▶ _Objectif de la tâche_: Relevez tous les titres de romans de Karine Tuil cités dans l'entretien ci-dessous.

▶ _Texte fourni_:
Karine Tuil, lauréate du prix Goncourt des lycéens 2019

Crédit photo : Francesca Mantovani

Karine Tuil est une romancière française née en 1972.

Son dernier roman, Les choses humaines, a reçu le prix interallié 2019 et le prix Goncourt des lycéens 2019.

Dans cet entretien réalisé en janvier 2020, Karine Tuil évoque ses goûts littéraires, son oeuvre et ses habitudes d’écriture.

Karine Tuil, pouvez-vous vous présenter ?

Je suis écrivain, auteur de onze romans.

J’ai toujours beaucoup lu et écrit. J’ai fait des études de droit, je suis titulaire d’un DEA de droit de la communication de l’université d’Assas.

A dix-neuf ans, j’ai écrit un roman qui n’a pas été publié. Puis un second, à 21 ans. Ce n’est que mon troisième manuscrit qui a été publié après avoir été remarqué par Jean-Marie Rouart (qui était alors directeur du Figaro littéraire) lors d’un concours organisé par la fondation Simone et Cino Del Duca.

Mon premier roman « Pour le pire » a été publié en 2000 aux éditions Plon mais c’est mon deuxième roman « Interdit », sélectionné pour le Prix Goncourt, qui m’a vraiment permis de faire connaître mon travail.

Dès 2006, j’ai commencé à m’intéresser à « la littérature du réel » : je travaille à partir d’un fait divers ou d’une actualité, je me documente, j’enquête puis j’intègre ce matériau au cœur d’une fiction.

Je suis juriste de formation mais je n’ai jamais exercé. Le monde judiciaire est au cœur de mon dernier roman. « Les choses humaines » décrypte une affaire de viol du point de vue de l’accusé et de sa famille.

Quels sont les livres qui ont exercé une profonde influence sur vous ? Les auteurs pour qui vous avez eu un coup de foudre ?

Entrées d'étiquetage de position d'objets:
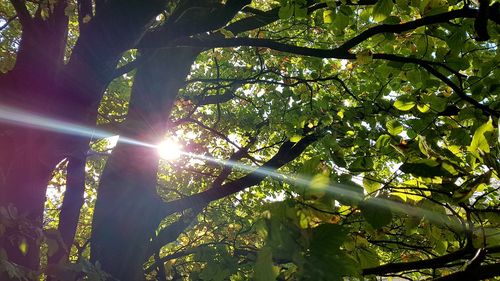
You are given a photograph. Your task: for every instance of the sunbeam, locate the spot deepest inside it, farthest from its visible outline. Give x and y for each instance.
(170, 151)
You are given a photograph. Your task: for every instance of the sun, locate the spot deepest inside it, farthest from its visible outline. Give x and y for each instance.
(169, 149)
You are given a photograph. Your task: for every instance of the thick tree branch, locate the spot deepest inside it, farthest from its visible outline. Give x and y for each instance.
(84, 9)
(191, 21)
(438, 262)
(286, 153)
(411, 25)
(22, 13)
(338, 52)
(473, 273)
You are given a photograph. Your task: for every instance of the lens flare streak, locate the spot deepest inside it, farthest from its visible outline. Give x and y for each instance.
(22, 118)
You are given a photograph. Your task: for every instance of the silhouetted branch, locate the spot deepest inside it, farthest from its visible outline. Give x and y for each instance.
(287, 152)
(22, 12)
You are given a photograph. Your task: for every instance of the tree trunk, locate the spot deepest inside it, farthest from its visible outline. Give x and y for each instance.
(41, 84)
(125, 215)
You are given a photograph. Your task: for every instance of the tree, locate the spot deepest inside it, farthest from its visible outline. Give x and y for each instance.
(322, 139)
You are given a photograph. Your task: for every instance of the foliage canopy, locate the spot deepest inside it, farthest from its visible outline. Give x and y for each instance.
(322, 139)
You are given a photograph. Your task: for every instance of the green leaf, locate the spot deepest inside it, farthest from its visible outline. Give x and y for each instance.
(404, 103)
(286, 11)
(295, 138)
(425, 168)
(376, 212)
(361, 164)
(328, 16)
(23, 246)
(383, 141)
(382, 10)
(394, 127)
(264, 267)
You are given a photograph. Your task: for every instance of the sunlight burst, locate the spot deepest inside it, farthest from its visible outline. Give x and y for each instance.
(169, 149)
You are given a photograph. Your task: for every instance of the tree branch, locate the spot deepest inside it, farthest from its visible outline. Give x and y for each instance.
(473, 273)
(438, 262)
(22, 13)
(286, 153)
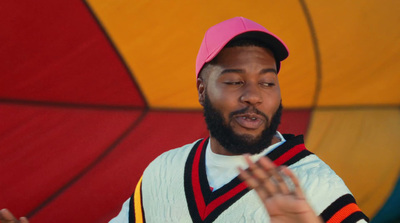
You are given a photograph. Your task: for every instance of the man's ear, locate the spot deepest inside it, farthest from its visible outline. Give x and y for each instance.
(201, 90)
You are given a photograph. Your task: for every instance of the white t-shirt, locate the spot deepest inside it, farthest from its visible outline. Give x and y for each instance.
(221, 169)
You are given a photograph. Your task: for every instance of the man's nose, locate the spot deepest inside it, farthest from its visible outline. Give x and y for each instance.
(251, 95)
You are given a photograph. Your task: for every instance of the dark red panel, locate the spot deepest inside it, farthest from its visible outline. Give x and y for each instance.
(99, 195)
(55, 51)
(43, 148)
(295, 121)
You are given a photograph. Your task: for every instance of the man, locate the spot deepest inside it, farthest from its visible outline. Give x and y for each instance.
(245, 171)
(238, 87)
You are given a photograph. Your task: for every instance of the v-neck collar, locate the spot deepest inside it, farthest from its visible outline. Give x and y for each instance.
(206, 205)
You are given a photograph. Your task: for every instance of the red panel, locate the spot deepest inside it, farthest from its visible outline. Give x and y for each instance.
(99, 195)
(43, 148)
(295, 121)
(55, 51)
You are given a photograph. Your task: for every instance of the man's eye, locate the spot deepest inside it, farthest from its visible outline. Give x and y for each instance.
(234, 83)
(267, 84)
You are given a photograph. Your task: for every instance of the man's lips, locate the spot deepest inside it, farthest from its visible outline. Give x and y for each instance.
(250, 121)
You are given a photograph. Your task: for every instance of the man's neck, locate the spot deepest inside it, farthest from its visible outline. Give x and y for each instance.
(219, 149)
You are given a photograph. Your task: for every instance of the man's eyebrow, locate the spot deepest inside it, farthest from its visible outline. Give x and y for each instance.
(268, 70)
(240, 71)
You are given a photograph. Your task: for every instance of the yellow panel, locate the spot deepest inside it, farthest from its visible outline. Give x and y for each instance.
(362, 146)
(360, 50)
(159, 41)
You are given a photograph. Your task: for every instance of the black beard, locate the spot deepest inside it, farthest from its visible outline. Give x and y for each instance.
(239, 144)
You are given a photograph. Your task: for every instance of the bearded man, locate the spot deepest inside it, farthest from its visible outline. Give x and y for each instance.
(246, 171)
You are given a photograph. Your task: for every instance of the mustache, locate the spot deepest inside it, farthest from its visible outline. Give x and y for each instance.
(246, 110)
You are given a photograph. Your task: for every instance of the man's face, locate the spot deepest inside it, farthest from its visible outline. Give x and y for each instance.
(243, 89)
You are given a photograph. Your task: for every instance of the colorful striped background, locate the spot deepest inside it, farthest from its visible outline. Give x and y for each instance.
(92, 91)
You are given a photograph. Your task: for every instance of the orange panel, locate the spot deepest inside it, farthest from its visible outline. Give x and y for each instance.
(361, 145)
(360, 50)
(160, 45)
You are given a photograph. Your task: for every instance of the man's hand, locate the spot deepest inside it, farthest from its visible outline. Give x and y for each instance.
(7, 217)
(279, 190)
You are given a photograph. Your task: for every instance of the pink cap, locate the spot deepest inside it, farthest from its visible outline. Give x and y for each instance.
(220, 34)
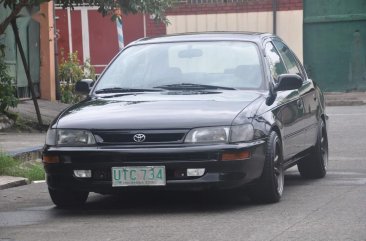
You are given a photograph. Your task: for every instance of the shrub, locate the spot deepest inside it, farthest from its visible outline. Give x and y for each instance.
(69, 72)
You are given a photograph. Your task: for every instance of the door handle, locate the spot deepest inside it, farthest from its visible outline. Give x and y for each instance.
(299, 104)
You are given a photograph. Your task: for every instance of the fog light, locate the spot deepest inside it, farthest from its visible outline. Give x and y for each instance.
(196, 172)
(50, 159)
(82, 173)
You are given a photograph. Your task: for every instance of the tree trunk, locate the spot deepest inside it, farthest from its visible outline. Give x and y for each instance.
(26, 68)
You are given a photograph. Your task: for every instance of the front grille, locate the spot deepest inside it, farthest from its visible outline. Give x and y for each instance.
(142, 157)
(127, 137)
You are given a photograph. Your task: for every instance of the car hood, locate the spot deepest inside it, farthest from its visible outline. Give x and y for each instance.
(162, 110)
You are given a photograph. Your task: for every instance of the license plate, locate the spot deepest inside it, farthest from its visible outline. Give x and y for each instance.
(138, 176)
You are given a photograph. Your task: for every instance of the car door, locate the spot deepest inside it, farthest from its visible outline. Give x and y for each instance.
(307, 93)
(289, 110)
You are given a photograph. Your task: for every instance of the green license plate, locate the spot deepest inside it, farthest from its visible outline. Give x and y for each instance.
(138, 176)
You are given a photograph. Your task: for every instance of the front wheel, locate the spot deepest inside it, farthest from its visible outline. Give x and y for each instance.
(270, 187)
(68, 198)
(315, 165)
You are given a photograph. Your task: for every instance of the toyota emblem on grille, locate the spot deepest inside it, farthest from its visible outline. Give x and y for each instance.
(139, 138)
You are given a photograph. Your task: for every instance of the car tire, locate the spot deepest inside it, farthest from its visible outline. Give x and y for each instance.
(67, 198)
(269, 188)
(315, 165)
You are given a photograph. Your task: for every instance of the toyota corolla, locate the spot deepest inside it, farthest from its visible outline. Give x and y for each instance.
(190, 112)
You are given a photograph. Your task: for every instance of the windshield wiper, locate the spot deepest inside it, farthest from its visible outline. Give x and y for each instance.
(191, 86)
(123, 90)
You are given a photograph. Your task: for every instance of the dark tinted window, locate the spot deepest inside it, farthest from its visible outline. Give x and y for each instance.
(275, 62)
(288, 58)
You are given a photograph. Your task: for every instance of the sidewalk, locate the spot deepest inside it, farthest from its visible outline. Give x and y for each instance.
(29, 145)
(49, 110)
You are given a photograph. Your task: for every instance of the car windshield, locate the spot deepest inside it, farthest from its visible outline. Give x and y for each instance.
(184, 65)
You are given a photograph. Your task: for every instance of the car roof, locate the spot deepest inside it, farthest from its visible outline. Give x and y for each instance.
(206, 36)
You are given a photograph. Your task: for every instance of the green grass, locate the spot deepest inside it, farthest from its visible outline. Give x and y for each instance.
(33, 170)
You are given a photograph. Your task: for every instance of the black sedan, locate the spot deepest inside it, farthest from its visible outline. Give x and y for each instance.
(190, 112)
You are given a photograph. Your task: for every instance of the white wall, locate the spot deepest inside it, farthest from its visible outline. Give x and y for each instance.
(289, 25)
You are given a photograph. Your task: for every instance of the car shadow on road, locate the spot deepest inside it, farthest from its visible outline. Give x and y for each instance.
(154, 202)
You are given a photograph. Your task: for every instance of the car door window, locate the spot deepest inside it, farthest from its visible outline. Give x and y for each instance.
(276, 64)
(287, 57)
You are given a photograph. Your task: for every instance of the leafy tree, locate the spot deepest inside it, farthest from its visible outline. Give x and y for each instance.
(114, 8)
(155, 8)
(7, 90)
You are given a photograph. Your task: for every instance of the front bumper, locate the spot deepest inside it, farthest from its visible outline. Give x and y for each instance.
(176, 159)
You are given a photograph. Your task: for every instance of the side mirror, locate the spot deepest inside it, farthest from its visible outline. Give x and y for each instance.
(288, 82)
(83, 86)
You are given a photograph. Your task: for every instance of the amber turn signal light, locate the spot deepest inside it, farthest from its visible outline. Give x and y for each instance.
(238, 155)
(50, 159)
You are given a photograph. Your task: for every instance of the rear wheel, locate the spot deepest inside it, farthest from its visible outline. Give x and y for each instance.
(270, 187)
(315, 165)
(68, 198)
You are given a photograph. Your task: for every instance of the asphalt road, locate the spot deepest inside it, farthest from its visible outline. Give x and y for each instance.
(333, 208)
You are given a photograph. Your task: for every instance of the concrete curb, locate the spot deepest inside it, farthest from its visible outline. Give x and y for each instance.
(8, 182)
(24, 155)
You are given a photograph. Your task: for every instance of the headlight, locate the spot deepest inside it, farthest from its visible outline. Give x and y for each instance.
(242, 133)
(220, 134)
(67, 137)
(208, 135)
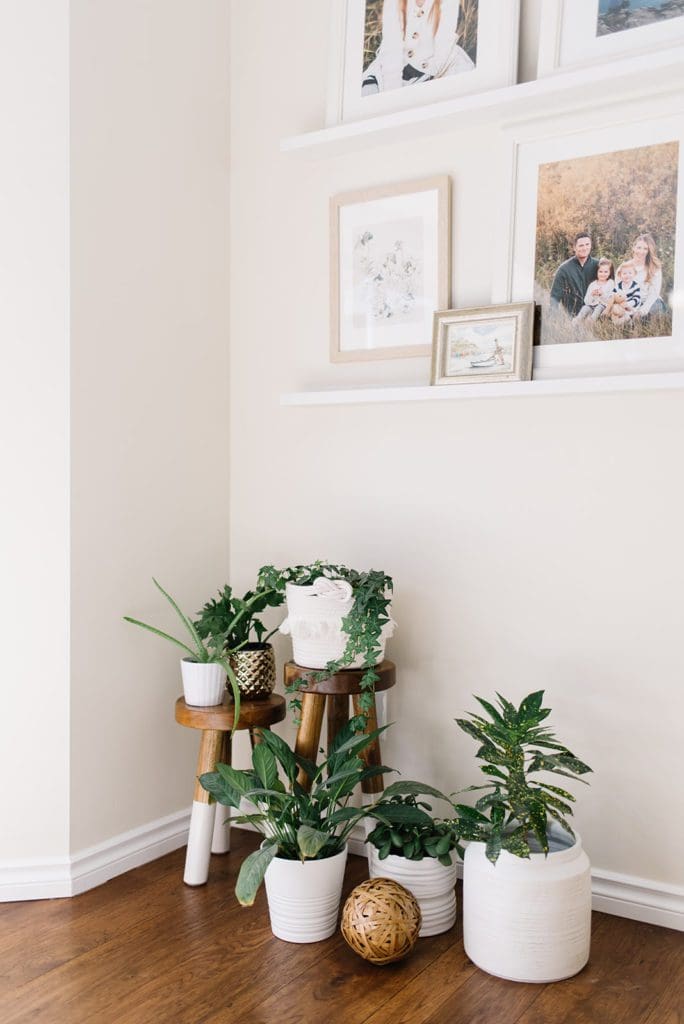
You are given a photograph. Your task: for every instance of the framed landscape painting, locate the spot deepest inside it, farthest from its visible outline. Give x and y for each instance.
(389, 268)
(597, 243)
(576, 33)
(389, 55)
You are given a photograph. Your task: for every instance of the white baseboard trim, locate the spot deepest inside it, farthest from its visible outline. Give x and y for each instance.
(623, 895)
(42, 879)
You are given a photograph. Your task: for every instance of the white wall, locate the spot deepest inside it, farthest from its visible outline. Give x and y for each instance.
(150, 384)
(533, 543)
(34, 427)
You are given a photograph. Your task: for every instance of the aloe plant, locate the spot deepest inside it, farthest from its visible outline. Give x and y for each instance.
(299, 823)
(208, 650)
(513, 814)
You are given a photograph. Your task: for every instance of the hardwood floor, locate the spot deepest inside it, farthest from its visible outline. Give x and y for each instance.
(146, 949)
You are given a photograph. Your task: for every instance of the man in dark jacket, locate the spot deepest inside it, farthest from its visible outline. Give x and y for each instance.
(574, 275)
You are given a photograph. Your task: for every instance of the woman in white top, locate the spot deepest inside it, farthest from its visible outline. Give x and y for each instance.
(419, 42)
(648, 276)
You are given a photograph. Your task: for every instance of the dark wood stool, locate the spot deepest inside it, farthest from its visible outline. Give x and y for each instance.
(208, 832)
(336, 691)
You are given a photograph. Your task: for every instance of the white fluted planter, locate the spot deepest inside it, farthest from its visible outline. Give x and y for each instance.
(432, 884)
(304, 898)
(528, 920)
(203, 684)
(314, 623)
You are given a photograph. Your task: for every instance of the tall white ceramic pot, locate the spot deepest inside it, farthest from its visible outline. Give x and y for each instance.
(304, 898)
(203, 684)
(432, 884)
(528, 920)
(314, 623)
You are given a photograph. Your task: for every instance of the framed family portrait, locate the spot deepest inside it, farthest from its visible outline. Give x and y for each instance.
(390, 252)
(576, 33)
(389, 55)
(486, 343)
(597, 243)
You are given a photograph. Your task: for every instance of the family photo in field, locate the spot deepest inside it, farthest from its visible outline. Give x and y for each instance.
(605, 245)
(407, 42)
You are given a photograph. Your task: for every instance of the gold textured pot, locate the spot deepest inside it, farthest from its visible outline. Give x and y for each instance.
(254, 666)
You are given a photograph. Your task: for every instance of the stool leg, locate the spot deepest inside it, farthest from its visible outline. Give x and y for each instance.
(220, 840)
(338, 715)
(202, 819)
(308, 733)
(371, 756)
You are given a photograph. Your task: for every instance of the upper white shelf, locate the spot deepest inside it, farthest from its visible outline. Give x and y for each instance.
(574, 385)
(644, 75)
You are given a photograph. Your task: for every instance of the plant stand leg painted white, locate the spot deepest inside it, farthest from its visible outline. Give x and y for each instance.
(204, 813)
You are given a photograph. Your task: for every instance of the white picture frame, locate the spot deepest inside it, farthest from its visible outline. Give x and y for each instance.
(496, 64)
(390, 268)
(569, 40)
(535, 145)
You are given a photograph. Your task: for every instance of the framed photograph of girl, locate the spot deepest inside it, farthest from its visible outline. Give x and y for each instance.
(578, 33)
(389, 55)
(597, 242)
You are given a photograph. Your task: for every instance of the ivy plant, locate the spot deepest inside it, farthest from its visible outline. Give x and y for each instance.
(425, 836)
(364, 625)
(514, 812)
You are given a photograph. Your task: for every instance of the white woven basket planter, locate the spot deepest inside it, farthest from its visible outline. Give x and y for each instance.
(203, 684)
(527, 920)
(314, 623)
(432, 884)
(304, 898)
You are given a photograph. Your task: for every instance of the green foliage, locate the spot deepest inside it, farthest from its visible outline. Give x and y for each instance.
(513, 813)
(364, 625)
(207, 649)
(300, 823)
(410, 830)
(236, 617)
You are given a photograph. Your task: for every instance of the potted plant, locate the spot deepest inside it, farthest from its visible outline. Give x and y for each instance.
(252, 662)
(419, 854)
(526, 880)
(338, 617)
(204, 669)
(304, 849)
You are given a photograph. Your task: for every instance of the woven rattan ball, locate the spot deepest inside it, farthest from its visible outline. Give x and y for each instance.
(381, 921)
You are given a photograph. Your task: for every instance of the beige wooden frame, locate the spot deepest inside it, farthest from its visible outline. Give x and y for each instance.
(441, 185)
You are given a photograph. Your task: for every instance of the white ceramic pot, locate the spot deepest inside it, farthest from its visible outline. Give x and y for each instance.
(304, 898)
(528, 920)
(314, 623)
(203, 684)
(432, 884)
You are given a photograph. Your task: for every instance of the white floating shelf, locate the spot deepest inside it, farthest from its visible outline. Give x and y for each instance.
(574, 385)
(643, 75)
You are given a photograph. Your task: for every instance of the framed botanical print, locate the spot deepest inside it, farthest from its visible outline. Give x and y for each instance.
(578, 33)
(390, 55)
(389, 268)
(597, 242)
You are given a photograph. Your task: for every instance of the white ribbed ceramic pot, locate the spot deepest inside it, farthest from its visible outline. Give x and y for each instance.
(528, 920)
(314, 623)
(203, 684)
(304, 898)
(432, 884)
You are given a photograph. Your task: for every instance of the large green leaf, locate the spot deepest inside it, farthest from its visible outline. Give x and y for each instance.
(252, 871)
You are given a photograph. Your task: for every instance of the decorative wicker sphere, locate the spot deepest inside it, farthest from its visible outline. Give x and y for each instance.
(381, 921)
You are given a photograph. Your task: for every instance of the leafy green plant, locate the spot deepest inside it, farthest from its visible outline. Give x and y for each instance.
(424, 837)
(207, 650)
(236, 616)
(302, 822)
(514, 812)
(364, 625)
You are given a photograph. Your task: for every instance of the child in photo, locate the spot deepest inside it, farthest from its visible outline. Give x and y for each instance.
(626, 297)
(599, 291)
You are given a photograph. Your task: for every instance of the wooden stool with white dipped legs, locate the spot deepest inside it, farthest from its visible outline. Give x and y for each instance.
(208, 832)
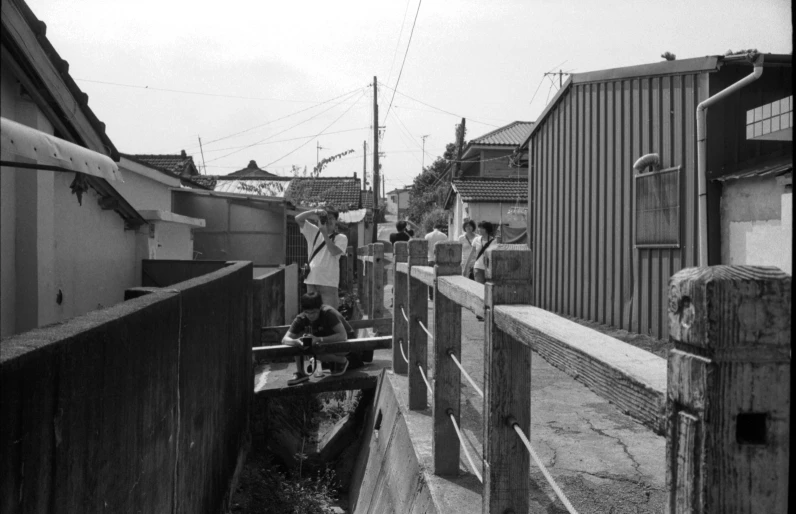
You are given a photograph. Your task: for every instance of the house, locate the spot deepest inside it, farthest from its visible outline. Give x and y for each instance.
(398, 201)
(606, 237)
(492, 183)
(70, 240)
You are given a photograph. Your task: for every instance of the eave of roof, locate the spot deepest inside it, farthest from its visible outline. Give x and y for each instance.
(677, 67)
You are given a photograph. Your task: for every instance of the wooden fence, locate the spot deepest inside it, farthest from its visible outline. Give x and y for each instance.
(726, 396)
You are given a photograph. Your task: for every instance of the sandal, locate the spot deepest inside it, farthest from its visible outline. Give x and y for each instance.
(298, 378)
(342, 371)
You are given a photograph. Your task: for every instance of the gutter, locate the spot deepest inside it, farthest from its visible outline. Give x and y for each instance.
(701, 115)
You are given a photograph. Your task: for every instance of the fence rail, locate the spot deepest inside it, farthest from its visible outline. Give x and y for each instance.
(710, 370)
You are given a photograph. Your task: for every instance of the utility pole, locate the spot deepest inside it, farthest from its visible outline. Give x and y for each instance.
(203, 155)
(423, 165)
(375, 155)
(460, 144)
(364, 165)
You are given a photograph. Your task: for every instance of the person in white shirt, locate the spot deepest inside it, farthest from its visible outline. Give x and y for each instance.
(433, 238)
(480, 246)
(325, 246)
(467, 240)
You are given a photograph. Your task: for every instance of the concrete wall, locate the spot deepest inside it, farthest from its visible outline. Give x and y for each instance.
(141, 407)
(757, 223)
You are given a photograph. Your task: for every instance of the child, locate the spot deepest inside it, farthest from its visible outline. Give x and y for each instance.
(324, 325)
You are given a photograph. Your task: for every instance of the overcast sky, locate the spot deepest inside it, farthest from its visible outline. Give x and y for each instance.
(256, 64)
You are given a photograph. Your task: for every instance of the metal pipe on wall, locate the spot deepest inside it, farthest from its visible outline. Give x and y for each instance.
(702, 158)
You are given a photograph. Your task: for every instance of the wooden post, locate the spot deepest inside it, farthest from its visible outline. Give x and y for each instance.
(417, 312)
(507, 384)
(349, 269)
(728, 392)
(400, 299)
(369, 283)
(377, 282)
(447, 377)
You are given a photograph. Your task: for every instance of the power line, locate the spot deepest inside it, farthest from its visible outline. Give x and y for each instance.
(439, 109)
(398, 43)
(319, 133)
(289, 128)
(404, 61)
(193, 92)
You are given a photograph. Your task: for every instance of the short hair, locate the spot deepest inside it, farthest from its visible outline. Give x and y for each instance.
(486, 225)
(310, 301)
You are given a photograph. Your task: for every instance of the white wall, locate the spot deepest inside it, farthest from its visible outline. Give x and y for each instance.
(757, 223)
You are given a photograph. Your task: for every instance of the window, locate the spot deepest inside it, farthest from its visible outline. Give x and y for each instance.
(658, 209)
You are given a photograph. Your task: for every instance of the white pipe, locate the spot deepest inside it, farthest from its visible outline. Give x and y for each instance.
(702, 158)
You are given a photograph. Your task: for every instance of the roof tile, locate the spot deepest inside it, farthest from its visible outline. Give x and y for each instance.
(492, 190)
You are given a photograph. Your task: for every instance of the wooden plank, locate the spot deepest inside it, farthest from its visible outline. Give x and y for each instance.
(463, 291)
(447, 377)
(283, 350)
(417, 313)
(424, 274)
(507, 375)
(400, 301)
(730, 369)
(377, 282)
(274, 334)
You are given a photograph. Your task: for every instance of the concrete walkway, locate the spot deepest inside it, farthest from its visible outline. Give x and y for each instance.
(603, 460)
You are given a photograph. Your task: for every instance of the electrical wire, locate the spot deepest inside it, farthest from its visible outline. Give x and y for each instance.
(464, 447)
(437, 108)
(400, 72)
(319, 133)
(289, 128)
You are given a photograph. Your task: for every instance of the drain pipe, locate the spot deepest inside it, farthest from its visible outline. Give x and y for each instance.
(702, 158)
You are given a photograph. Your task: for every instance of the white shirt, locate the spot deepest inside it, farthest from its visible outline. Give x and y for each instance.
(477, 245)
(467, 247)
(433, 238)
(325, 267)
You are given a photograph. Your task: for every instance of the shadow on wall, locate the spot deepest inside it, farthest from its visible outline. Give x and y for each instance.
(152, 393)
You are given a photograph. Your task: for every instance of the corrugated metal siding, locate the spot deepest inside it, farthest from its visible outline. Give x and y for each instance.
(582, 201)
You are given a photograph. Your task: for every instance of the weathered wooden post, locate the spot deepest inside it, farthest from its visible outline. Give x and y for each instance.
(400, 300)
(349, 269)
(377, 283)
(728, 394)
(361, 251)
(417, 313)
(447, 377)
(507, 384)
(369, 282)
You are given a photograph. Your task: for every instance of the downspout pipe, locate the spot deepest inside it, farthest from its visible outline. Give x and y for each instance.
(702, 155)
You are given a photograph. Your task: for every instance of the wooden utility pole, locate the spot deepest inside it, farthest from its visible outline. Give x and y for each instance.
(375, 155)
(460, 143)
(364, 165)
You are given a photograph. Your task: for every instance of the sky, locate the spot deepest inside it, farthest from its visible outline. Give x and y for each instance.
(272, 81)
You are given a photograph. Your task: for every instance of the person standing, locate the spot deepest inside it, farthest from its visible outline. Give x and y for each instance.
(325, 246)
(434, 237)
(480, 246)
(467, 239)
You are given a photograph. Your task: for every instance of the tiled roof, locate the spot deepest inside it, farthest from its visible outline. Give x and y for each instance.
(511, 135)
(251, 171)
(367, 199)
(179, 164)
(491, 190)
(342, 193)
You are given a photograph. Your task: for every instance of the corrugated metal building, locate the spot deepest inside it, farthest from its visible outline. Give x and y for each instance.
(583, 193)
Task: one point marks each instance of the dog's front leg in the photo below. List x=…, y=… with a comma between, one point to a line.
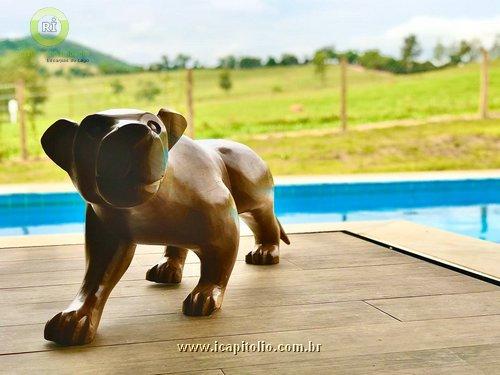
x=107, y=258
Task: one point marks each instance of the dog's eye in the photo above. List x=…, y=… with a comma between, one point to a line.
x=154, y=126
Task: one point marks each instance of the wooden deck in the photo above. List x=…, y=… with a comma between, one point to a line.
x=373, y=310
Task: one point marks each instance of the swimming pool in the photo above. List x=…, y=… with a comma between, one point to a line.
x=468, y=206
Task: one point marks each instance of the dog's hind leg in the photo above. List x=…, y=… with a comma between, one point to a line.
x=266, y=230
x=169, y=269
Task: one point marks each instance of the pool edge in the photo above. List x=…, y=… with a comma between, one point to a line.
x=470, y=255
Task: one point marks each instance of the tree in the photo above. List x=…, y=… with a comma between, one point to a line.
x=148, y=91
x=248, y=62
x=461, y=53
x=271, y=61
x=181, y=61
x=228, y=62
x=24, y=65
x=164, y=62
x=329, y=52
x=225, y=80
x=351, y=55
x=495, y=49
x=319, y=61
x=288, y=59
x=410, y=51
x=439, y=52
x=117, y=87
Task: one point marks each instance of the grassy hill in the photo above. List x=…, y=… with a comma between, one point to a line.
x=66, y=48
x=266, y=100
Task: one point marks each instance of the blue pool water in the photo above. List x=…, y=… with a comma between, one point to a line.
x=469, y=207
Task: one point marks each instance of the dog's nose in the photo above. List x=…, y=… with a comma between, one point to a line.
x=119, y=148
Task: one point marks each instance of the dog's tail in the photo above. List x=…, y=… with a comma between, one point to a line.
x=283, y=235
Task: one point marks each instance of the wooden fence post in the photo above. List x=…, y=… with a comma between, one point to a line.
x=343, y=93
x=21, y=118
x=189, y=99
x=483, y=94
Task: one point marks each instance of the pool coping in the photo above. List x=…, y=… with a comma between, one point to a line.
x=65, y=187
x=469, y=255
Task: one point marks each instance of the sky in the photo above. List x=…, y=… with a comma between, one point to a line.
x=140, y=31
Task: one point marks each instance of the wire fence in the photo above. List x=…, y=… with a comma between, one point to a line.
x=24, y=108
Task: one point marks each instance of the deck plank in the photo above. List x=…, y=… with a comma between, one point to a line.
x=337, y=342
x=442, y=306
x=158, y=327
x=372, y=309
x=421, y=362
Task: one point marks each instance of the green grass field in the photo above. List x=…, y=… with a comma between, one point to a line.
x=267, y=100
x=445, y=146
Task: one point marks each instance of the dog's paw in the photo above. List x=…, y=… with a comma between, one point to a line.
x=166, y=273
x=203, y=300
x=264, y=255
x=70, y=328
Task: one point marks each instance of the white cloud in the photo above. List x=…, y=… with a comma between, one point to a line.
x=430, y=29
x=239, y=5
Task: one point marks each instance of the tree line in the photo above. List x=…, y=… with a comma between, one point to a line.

▶ _Réponse finale_:
Les choses humaines
Pour le pire
Interdit